# Opdracht
Zet de regels uit de gegevens hieronder om in een genummerde lijst zonder lege regels, te beginnen bij de regel met "You are given this photograph. Your task: detect every dog's" en eindigend bij het einde van de gegevens. Laat de afbeeldingen weg.

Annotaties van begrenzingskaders

=====

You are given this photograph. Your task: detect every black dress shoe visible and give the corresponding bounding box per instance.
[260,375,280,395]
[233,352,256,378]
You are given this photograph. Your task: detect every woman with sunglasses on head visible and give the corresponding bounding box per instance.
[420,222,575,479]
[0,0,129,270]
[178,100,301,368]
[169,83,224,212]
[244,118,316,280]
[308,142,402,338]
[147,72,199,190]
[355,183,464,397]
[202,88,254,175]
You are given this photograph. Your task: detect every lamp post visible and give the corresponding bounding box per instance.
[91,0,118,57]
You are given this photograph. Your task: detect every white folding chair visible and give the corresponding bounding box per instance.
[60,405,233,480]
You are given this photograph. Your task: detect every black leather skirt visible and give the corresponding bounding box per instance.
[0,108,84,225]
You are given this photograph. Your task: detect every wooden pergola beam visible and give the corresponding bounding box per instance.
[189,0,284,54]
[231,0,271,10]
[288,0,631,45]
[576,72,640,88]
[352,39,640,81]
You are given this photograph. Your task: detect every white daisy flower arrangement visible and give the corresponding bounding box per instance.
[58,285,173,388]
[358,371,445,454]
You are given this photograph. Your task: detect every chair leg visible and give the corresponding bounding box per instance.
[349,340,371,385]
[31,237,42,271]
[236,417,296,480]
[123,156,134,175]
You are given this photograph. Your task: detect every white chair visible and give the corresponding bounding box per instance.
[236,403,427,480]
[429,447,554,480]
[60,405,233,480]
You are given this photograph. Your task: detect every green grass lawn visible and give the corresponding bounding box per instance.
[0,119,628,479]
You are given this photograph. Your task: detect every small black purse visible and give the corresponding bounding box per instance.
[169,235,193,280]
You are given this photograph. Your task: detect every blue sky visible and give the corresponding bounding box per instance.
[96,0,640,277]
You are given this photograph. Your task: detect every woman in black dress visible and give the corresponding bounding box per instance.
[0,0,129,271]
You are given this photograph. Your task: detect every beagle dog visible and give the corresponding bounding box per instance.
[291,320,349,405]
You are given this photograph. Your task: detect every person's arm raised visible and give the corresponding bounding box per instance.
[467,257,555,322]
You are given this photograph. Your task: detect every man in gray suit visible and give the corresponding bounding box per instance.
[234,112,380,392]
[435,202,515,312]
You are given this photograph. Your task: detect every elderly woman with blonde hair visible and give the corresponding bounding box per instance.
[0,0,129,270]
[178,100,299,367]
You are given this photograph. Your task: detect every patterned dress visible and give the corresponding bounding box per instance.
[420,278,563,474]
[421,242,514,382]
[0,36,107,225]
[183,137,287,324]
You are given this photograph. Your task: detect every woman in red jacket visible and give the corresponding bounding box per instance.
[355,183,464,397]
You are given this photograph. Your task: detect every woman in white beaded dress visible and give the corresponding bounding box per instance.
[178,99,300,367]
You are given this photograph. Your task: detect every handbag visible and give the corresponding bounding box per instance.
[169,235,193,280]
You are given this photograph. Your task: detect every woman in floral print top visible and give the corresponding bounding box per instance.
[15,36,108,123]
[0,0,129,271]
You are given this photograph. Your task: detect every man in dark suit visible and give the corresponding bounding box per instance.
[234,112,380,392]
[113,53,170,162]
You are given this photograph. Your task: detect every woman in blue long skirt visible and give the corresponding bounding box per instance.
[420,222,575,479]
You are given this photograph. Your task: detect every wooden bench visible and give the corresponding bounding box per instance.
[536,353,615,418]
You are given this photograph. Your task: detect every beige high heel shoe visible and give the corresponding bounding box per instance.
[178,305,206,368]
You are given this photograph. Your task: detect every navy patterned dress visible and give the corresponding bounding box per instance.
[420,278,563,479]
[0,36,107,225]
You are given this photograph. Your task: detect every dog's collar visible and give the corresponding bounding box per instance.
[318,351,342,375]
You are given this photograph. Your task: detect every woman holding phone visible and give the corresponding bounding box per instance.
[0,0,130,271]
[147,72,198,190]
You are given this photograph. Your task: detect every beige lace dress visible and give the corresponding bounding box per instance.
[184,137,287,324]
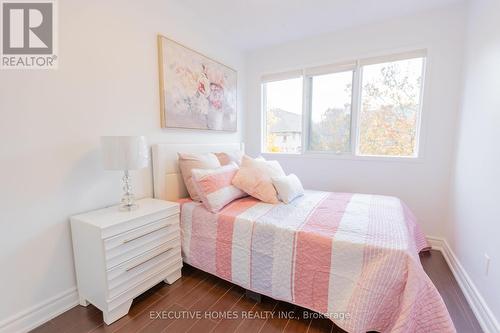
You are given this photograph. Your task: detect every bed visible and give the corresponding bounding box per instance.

=====

# Uitwerking
1. You are given this photograph. Your task: detect every dog's collar visible and give the corresponding bounding box per instance.
2. [318,351,342,375]
3. You are given this photograph. Your task: detect every woman holding phone visible and give the corresponding bounding box per instance.
4. [0,0,130,271]
5. [147,72,198,190]
6. You are given this photograph. Your task: detect every beige lace dress visible and give the corresponding bounding box per instance.
7. [184,137,287,324]
8. You are given this photograph. Your task: detect every bed visible and give the corresponding bounding box per instance.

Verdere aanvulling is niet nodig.